• **AIM**: Render the lines below as a JSON list of strings, one string per line, omitting blank lines.

• **GIVEN RECORDS**:
BEGIN
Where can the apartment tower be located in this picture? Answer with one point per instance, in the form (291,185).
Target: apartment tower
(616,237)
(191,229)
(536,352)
END
• **TASK RESULT**:
[
  "Where can the apartment tower be located in this picture? Answer with one point per instance, in the form (291,185).",
  "Target: apartment tower",
  "(616,237)",
  "(191,229)",
  "(536,352)"
]